▶ [Required work]
Please return only the lines from the one holding "Target: baby's open eye" through the one holding "form: [[502, 564]].", exactly as they appear in the records below, both ends included.

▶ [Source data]
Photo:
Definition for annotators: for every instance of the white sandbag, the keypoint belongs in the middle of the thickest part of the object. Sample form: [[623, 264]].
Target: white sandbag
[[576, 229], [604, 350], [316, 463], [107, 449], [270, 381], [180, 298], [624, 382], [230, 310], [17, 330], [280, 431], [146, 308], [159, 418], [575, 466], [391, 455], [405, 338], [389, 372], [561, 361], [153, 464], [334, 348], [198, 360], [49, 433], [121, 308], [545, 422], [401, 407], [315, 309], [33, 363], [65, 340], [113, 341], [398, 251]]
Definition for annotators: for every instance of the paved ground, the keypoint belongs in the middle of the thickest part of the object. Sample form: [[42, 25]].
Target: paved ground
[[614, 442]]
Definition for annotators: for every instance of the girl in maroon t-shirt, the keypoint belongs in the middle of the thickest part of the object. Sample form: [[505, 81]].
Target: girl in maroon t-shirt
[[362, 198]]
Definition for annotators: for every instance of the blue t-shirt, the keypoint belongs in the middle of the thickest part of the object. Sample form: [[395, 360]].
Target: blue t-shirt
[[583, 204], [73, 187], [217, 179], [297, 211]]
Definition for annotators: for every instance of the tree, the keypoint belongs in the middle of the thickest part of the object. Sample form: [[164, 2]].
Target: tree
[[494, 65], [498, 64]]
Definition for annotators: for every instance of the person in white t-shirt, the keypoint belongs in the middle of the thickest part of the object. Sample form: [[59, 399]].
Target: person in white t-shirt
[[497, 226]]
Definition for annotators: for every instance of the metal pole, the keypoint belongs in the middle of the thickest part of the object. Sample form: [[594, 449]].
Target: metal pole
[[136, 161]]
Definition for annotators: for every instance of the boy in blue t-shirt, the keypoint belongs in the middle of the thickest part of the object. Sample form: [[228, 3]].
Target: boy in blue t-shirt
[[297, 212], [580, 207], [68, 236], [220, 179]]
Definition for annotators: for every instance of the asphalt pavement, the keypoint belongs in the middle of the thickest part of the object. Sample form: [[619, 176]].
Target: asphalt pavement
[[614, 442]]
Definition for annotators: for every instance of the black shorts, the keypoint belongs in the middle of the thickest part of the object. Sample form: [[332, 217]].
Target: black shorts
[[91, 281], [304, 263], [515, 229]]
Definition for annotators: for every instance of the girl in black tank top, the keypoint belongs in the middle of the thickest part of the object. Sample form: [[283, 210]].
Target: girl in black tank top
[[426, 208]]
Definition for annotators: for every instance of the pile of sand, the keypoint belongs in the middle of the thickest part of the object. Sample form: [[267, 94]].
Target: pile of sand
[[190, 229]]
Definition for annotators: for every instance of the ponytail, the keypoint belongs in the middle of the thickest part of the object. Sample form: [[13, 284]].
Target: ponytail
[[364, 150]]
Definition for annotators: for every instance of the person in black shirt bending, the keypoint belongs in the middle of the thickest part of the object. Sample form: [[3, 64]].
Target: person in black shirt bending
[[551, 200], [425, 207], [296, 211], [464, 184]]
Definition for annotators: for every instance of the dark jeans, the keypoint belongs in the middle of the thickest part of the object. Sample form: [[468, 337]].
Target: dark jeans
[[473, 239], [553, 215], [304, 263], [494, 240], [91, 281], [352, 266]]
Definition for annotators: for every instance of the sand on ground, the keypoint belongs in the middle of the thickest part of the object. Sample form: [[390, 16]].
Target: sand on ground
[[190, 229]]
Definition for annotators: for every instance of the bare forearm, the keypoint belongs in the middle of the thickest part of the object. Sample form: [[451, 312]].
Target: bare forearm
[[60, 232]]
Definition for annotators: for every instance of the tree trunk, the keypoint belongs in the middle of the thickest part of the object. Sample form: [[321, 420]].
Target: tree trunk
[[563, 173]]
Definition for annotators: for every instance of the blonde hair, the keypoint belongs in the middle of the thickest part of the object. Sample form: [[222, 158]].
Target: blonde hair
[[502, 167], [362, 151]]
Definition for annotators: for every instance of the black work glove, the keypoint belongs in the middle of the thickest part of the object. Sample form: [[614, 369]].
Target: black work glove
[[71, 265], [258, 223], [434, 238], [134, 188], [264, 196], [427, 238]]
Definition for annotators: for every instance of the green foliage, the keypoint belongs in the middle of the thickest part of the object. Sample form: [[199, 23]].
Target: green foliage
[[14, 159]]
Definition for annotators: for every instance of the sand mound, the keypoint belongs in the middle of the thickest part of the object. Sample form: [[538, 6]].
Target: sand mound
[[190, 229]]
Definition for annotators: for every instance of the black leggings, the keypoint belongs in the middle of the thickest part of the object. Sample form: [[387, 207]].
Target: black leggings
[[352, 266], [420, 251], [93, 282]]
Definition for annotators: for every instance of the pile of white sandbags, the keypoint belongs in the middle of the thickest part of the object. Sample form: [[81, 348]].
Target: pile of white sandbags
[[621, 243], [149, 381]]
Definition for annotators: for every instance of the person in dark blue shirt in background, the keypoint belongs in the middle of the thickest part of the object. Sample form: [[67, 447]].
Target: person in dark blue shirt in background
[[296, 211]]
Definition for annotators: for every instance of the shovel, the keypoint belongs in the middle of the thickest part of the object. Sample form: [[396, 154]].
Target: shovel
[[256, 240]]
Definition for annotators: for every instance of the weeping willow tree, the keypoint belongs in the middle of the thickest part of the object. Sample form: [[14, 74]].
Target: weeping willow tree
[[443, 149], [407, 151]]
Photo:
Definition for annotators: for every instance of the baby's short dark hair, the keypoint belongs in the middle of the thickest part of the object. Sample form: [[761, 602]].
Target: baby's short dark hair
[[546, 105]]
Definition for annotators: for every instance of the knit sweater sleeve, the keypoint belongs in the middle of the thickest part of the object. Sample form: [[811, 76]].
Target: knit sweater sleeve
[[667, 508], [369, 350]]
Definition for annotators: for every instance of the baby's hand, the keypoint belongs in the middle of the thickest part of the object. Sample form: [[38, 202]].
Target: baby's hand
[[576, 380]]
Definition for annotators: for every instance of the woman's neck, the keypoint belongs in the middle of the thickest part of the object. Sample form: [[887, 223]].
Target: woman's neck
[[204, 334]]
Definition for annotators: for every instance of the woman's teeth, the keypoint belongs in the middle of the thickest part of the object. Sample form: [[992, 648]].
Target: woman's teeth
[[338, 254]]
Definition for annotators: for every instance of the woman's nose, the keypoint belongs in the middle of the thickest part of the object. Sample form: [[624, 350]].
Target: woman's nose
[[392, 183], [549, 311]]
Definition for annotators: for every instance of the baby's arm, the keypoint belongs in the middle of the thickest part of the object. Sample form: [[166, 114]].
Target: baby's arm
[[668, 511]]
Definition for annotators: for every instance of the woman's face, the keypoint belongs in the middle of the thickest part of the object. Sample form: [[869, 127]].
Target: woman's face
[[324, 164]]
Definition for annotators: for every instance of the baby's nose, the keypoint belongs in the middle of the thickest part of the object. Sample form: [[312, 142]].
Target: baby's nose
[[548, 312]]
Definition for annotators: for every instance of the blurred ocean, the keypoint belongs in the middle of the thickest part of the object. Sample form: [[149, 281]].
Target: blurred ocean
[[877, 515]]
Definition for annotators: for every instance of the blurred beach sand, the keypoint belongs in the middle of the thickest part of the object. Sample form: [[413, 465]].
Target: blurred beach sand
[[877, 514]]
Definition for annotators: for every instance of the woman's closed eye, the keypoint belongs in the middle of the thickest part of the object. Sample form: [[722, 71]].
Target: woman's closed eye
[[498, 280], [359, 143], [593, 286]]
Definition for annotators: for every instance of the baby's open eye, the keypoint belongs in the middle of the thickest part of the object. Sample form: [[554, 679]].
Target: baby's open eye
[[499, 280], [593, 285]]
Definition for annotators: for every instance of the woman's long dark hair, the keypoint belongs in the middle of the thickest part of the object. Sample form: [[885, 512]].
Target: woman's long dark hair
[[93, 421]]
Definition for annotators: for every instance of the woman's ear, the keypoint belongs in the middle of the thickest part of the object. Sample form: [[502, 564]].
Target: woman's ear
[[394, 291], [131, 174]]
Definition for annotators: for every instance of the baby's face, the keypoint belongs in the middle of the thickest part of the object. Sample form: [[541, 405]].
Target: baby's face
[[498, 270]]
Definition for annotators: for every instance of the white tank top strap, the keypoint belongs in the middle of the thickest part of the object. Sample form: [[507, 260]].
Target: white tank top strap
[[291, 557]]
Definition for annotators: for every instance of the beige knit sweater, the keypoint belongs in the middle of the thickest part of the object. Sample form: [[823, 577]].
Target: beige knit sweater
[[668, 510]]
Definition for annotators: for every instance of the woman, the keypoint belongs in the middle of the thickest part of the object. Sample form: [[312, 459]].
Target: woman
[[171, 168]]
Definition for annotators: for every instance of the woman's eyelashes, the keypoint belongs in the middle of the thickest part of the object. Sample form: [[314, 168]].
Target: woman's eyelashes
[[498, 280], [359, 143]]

▶ [Answer section]
Target: baby's open eye
[[499, 280], [593, 285]]
Definition for annotators: for every instance of the woman's long dark hair, the keypoint belongs in the middle of the thickest part of the object. Sample form: [[885, 512]].
Target: woman's long dark hair
[[93, 421]]
Definition for annotators: for every instance of the woman's ear, the keypoint belongs in the middle of the thickest part of the object. Sample form: [[502, 564]].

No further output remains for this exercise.